TASK DIRECTIONS: Please write out the items below again, switching every "Here is what to locate" to "Find this" and leaving everything else unchanged.

LISTED ENTRIES:
---+---
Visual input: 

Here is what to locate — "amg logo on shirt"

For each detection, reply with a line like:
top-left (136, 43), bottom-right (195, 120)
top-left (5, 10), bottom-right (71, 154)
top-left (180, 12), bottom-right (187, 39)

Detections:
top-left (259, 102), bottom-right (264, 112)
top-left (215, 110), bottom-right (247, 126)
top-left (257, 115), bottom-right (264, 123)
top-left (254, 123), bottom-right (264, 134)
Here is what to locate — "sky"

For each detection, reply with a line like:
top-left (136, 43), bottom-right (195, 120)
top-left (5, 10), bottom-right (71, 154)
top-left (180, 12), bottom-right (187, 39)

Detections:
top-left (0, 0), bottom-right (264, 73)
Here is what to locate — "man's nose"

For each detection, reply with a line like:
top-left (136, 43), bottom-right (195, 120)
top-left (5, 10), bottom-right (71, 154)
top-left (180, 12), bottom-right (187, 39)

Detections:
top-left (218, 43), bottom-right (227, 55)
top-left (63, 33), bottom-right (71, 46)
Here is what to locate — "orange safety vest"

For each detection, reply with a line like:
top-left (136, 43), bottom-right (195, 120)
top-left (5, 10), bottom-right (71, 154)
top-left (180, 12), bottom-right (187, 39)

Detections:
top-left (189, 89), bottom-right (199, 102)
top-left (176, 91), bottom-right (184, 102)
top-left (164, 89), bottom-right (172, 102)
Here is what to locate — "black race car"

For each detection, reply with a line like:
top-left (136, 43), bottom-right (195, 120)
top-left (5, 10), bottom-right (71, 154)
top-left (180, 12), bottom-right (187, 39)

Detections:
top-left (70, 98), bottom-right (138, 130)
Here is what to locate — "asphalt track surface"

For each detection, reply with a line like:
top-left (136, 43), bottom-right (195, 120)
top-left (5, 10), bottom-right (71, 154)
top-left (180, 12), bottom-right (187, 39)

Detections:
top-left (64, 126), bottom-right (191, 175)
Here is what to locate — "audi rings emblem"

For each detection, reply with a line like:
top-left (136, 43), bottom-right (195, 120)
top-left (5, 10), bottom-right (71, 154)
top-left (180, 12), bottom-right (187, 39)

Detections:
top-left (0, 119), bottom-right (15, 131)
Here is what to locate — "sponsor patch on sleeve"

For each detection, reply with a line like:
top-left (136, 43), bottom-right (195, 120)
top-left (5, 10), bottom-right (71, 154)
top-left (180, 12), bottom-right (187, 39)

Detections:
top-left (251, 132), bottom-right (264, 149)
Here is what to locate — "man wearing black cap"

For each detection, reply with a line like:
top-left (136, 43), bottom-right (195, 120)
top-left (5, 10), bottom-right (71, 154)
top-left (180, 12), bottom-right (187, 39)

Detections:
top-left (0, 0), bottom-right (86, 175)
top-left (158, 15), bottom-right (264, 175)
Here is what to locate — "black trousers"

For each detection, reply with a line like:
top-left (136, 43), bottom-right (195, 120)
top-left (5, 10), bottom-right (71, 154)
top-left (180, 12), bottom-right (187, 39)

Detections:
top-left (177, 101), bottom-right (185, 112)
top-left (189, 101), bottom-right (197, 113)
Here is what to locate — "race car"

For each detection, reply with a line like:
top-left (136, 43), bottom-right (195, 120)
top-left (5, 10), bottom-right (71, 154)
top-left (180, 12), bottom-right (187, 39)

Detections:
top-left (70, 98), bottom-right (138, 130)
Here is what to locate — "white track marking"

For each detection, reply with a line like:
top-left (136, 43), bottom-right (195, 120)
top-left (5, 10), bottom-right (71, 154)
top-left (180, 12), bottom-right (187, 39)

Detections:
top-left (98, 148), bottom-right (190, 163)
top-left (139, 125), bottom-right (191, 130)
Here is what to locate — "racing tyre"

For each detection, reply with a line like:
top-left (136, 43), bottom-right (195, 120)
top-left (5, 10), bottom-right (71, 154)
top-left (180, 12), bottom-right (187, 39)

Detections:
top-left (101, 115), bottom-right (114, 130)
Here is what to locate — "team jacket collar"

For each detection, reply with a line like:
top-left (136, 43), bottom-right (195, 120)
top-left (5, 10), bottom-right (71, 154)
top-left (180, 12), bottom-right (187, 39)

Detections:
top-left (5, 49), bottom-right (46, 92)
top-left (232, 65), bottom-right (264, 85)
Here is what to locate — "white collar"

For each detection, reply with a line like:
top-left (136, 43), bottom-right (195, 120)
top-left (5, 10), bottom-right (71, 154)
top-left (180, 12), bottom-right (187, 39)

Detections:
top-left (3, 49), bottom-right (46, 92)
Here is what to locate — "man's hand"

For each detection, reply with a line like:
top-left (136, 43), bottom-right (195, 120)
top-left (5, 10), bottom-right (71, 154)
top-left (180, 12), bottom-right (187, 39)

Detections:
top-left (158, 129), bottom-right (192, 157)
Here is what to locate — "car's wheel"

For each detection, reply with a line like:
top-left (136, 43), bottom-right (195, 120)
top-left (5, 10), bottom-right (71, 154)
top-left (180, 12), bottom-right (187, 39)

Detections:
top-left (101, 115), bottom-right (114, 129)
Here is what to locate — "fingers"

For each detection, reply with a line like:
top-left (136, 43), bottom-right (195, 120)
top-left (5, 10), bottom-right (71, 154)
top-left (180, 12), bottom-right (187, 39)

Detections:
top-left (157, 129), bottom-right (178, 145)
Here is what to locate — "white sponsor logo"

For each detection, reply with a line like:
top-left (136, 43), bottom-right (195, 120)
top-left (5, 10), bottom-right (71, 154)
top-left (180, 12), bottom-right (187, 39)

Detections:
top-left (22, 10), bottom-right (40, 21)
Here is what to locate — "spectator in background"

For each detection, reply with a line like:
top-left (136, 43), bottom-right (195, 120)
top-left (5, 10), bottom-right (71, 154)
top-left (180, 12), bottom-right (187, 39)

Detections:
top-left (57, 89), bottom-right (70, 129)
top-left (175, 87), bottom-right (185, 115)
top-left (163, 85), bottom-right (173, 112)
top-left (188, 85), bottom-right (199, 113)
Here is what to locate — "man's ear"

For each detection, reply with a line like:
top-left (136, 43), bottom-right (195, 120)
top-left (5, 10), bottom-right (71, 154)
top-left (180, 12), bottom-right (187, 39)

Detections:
---+---
ANSWER FOR THE TASK:
Visual input: 

Find this — "amg logo on shirt"

For each detection, reply with a line like:
top-left (136, 43), bottom-right (195, 120)
top-left (5, 10), bottom-right (71, 154)
top-left (180, 12), bottom-right (187, 39)

Detections:
top-left (259, 102), bottom-right (264, 112)
top-left (215, 110), bottom-right (247, 126)
top-left (257, 115), bottom-right (264, 123)
top-left (254, 123), bottom-right (264, 134)
Find this — "sky"

For each detection, reply with a line like:
top-left (136, 43), bottom-right (195, 120)
top-left (5, 10), bottom-right (71, 154)
top-left (180, 12), bottom-right (187, 39)

Detections:
top-left (0, 0), bottom-right (264, 73)
Find this — "man's nose"

For each detection, reply with a line like:
top-left (136, 43), bottom-right (195, 120)
top-left (5, 10), bottom-right (71, 154)
top-left (180, 12), bottom-right (187, 39)

Detections:
top-left (218, 43), bottom-right (227, 55)
top-left (63, 33), bottom-right (71, 46)
Find this — "orange safety vest"

For each detection, reply with a line like:
top-left (136, 43), bottom-right (195, 120)
top-left (5, 10), bottom-right (71, 154)
top-left (180, 12), bottom-right (187, 39)

Detections:
top-left (189, 89), bottom-right (199, 102)
top-left (176, 91), bottom-right (184, 102)
top-left (164, 89), bottom-right (172, 102)
Find this — "black race car"

For each detection, reply with a line like:
top-left (136, 43), bottom-right (195, 120)
top-left (5, 10), bottom-right (71, 154)
top-left (180, 12), bottom-right (187, 39)

Detections:
top-left (70, 98), bottom-right (138, 130)
Find this — "asphalt track surface"

For each detection, reply with a line like:
top-left (136, 43), bottom-right (195, 120)
top-left (5, 10), bottom-right (71, 154)
top-left (180, 12), bottom-right (187, 39)

Detections:
top-left (64, 126), bottom-right (191, 175)
Find this — "audi rings emblem"

For each detection, reply with a line like:
top-left (136, 43), bottom-right (195, 120)
top-left (5, 10), bottom-right (71, 154)
top-left (180, 12), bottom-right (187, 39)

Detections:
top-left (0, 119), bottom-right (15, 131)
Find this — "sponsor patch on sleeve"

For each detection, reply with a line like:
top-left (136, 43), bottom-right (195, 120)
top-left (5, 10), bottom-right (71, 154)
top-left (180, 12), bottom-right (187, 39)

Detections:
top-left (251, 132), bottom-right (264, 149)
Find this — "man wearing black cap"

For each detection, reply with a line like:
top-left (136, 43), bottom-right (195, 120)
top-left (5, 10), bottom-right (71, 154)
top-left (180, 12), bottom-right (187, 39)

Detections:
top-left (0, 0), bottom-right (86, 175)
top-left (158, 15), bottom-right (264, 175)
Find this — "black trousers"

For each detection, reply with a line like:
top-left (136, 43), bottom-right (195, 120)
top-left (5, 10), bottom-right (71, 154)
top-left (180, 12), bottom-right (187, 39)

Detections:
top-left (177, 101), bottom-right (185, 112)
top-left (189, 101), bottom-right (197, 113)
Find this — "race car"

For each detection, reply with a line like:
top-left (136, 43), bottom-right (195, 120)
top-left (5, 10), bottom-right (71, 154)
top-left (180, 12), bottom-right (187, 39)

Detections:
top-left (70, 98), bottom-right (138, 130)
Find this — "white track marking"

For each detection, reply with a line like:
top-left (136, 43), bottom-right (195, 120)
top-left (5, 10), bottom-right (71, 154)
top-left (180, 12), bottom-right (187, 39)

Detections:
top-left (98, 148), bottom-right (190, 163)
top-left (139, 125), bottom-right (191, 130)
Find this — "racing tyre"

For each detection, reply with a line like:
top-left (136, 43), bottom-right (195, 120)
top-left (5, 10), bottom-right (71, 154)
top-left (180, 12), bottom-right (187, 39)

Detections:
top-left (101, 115), bottom-right (114, 130)
Find this — "team jacket collar"

For each detection, reply with a line like:
top-left (136, 43), bottom-right (195, 120)
top-left (5, 10), bottom-right (71, 154)
top-left (180, 12), bottom-right (187, 39)

Detections:
top-left (5, 49), bottom-right (46, 92)
top-left (232, 65), bottom-right (264, 85)
Find this — "white collar"

For each detection, reply with a line like:
top-left (136, 43), bottom-right (195, 120)
top-left (5, 10), bottom-right (71, 154)
top-left (180, 12), bottom-right (187, 39)

Detections:
top-left (3, 49), bottom-right (46, 92)
Find this — "man's hand"

For each detection, reply with a line like:
top-left (136, 43), bottom-right (195, 120)
top-left (5, 10), bottom-right (71, 154)
top-left (180, 12), bottom-right (187, 39)

Detections:
top-left (158, 129), bottom-right (192, 157)
Find this — "car's wheel"

For each detection, reply with a line like:
top-left (136, 43), bottom-right (195, 120)
top-left (5, 10), bottom-right (71, 154)
top-left (180, 12), bottom-right (187, 39)

Detections:
top-left (101, 115), bottom-right (114, 129)
Find this — "fingers"

For each detection, reply with a line like:
top-left (136, 43), bottom-right (195, 120)
top-left (5, 10), bottom-right (71, 154)
top-left (180, 12), bottom-right (187, 39)

Detections:
top-left (157, 129), bottom-right (178, 145)
Find this — "white sponsor logo"

For each detection, reply with a line like:
top-left (136, 43), bottom-right (195, 120)
top-left (5, 10), bottom-right (71, 154)
top-left (180, 12), bottom-right (187, 39)

Detections:
top-left (22, 10), bottom-right (40, 21)
Find this — "spectator in background"

For each detection, reply with a line like:
top-left (136, 43), bottom-right (195, 120)
top-left (5, 10), bottom-right (71, 154)
top-left (180, 12), bottom-right (187, 39)

Detections:
top-left (57, 89), bottom-right (70, 129)
top-left (175, 87), bottom-right (185, 115)
top-left (163, 85), bottom-right (173, 112)
top-left (188, 85), bottom-right (199, 113)
Find this — "man's ear"

For each detection, reply with a line like:
top-left (136, 43), bottom-right (195, 120)
top-left (5, 10), bottom-right (71, 154)
top-left (180, 12), bottom-right (187, 39)

Detections:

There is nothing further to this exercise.